**Supplied passage**
#####

Where Variants Come From

Sam Reeves, MVC Writer

The Greek alphabet is getting tired, and mother nature is not. There will be more variants. Normally, viral evolution follows a single line, each new most competitive variant being a direct descendant of the last, taking on its ancestors characteristics. 

To some extent, SARS-CoV-2 also acts in this way, like “BA.2,” a further evolution in the Omicron lineage, which recently made headlines. There are already over 800 distinct Omicron descendants. But the variants that get the shiny new Greek names, the capitol-V variants, are often unrelated. Omicron and Delta for example last shared a known ancestor before the first Covid case in the United States. 

Viral competition is fierce. Variants of a virus tend to generate immunity against one another, which raises the stakes. If one variant spreads faster, the other variants will have fewer to infect, and depending on how much faster the variant spreads, it may even make the older form go extinct. The Delta variant’s competition saw the extinction of practically every other Covid variant in humans. Now due to Omicron, this script has been flipped, and the Delta variant is practically extinct. There are currently under a hundred cases of it worldwide. 

So why haven’t new Covid variants been direct descendants of one another? How is it possible for the new variant to be a descendant of an extinct virus?

#####

**Records provided**

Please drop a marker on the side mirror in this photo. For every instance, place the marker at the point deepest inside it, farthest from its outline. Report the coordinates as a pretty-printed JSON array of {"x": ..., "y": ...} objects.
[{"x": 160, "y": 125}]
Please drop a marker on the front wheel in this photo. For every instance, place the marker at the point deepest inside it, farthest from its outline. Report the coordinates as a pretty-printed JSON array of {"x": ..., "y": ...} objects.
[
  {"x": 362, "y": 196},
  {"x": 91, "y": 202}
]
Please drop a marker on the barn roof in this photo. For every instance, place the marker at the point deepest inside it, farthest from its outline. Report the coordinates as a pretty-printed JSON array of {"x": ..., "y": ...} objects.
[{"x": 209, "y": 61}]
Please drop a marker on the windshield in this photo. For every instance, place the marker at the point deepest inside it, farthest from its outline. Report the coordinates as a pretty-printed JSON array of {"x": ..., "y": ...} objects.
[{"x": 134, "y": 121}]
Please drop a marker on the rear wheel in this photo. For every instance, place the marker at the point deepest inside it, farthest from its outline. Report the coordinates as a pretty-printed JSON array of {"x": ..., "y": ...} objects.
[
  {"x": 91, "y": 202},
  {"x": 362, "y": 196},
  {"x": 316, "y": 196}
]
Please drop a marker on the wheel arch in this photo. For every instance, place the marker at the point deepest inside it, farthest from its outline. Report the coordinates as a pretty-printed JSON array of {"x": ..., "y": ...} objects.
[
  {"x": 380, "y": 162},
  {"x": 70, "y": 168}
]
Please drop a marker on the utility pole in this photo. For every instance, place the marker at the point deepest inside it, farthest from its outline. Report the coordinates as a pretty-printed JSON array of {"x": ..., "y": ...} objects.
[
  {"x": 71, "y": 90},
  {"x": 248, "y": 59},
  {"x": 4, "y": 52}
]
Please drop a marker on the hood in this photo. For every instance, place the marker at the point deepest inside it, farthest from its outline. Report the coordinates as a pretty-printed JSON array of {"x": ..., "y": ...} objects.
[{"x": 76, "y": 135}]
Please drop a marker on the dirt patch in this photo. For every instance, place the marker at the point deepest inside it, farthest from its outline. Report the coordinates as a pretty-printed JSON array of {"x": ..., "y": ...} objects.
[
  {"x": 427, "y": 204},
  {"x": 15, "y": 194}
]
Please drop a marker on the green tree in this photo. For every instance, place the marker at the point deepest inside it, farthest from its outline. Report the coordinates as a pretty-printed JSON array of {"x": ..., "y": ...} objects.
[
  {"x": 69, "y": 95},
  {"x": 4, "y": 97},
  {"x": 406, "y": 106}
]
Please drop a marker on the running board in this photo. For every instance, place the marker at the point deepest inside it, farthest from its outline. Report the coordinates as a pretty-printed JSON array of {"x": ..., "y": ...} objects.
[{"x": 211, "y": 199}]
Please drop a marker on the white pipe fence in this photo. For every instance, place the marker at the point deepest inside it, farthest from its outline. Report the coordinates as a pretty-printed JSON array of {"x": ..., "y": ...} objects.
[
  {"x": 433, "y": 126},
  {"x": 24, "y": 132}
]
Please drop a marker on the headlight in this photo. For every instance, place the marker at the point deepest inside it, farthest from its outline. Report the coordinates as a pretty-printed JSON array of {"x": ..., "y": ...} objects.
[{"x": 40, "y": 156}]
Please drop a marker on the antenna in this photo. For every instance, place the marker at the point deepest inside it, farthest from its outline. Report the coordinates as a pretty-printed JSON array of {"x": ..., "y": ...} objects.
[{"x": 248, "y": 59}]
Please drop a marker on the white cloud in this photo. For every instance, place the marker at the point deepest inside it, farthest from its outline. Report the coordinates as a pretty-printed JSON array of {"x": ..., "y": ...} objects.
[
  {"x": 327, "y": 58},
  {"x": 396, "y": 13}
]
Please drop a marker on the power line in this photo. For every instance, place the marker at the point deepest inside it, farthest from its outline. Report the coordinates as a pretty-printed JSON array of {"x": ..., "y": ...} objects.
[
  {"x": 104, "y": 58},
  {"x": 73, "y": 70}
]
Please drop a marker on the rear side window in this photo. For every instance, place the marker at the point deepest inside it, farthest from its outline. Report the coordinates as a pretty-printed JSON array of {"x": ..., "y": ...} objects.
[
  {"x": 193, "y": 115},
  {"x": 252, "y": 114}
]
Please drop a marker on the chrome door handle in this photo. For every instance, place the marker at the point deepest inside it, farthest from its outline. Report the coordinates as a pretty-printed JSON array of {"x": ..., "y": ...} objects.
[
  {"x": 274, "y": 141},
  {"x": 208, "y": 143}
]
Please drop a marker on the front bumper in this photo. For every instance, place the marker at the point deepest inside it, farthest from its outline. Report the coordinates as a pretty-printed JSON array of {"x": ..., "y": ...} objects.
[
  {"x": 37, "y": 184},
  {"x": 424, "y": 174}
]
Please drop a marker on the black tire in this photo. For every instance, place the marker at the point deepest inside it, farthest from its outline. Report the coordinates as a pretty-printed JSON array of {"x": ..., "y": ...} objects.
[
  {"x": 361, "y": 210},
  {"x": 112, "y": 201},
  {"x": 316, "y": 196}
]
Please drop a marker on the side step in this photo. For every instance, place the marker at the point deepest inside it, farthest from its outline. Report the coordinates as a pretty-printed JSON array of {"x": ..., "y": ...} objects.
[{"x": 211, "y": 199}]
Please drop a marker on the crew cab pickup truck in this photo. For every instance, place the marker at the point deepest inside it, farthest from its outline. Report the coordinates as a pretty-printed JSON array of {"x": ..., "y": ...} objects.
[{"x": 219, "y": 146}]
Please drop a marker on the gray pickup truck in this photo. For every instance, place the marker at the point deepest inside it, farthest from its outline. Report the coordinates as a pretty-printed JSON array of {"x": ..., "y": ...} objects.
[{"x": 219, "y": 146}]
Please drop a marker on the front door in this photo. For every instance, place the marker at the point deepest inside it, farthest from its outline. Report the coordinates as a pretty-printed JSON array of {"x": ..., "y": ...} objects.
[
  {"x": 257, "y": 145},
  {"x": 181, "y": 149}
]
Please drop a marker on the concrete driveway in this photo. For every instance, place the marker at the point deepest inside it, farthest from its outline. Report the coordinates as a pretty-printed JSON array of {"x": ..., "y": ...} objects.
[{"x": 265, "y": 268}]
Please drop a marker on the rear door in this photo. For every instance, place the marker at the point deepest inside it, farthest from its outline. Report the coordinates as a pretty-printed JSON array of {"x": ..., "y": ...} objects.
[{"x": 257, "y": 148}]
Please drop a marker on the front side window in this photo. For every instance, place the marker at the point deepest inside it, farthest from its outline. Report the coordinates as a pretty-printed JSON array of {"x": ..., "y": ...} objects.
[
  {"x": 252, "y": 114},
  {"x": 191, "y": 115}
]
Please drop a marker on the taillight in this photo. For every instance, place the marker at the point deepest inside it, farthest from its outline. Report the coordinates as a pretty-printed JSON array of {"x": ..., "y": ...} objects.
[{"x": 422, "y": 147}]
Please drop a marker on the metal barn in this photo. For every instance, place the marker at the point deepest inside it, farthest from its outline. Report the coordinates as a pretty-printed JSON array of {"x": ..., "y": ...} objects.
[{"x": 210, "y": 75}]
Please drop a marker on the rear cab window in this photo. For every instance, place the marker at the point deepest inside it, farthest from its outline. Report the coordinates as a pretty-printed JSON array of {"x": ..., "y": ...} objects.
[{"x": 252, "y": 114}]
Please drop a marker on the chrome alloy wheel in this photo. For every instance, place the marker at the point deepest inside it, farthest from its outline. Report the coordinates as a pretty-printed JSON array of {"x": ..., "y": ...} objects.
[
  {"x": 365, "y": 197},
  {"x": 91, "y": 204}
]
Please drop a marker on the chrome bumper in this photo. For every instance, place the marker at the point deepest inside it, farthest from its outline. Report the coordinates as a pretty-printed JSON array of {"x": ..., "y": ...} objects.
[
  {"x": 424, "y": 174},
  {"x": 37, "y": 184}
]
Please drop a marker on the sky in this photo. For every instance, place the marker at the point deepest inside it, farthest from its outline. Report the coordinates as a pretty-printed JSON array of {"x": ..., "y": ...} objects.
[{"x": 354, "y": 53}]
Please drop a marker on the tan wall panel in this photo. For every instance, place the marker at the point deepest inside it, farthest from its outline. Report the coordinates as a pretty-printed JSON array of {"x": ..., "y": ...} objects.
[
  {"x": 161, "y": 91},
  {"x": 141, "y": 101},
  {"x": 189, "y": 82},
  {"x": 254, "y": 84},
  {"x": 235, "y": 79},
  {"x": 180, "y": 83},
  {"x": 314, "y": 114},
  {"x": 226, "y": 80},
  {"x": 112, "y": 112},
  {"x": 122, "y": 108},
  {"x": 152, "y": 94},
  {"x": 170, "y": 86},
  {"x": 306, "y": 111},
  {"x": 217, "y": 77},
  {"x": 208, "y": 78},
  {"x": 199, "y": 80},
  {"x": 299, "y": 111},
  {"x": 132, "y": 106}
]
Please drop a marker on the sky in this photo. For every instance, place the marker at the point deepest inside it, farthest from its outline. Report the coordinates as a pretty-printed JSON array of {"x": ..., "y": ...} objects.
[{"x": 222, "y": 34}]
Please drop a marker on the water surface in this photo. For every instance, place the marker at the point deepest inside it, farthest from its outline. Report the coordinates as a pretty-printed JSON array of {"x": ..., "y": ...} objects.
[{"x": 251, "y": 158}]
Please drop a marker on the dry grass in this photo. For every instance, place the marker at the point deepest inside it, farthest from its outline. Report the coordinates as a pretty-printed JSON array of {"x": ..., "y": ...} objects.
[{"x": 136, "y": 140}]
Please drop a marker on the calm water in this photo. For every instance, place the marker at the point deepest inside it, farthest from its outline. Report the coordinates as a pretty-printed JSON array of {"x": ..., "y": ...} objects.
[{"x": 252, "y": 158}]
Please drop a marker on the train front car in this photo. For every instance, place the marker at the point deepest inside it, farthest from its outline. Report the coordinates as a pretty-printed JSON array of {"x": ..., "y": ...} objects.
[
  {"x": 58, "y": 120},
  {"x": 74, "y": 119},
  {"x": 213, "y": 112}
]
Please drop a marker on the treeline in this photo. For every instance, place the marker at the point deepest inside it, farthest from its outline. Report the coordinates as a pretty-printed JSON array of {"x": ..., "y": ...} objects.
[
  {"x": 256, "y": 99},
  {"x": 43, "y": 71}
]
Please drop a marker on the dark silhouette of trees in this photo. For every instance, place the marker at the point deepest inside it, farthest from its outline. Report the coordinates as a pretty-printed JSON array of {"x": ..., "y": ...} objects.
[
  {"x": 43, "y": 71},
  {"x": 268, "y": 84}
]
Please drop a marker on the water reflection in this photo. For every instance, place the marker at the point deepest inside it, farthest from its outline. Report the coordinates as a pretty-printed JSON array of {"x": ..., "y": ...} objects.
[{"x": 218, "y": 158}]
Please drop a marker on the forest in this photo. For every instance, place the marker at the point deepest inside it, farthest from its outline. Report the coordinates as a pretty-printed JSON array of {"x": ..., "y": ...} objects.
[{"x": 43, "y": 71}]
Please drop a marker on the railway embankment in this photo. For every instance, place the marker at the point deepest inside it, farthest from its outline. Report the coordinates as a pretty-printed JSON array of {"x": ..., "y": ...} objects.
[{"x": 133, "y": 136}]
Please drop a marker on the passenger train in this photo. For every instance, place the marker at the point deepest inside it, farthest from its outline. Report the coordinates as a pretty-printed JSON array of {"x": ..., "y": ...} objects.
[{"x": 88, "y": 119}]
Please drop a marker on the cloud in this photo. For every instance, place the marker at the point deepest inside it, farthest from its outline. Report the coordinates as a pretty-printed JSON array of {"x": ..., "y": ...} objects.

#####

**Activity 1**
In the article on where Covid variants come from, how many distinct Omicron descendants already exist?
**Activity 2**
Please write the next part of the article on where Covid variants come from, starting after its final question.

**Answer section 1**
Over 800.

**Answer section 2**
Variants typically come about in 3 ways: normal evolution, an immunocompromised human host, or reverse zoonosis. The same evolutionary principles that apply to all other animals also apply to viruses, just on a smaller scale. The accumulation of advantageous mutations can, over much time, result in a new variant. 

In the second route, the virus infects someone who has an immune capacity high enough to control the virus, but not enough to clear the infection completely. So the virus replicates, churns in their respiratory system at low levels for potentially months, and gets a free training ground against the human immune system. At some point, enough mutations accumulate that the virus can reinfect an immunocompetent host, and a variant is born. This process created the variants before Delta, and possibly Delta itself. New variants were not related to one another because, before Delta, genetic diversity was great enough, and the virus was new enough, that each of the roughly half-dozen lineages were producing their own most successful progeny.

Zoonotic, in the context of viruses, refers to viruses that originate in animals that can infect humans. Reverse zoonosis, then, is a human virus infecting an animal. Zoonotic viruses make waves because they are maladapted to humans, which paradoxically can be dangerous. Human immune systems are adapted to human viruses, a virus that gives a cold to a cow could kill a human. 

Zoonotic viruses, while scary, are mercifully rare. The conditions within an organism that allow a virus to replicate inside it are incredibly sensitive and specific, it goes without saying that the change of a whole species makes a dramatic difference. One of SARS-CoV-2’s most unique characteristics is its record-breaking generalism, able to infect dozens of mammals. Bats and humans, obviously, but also mice, wild and domestic cats, gorillas, mink, hamsters, pangolin, deer are only some of the known susceptibles, as well as whatever else has yet to be recorded.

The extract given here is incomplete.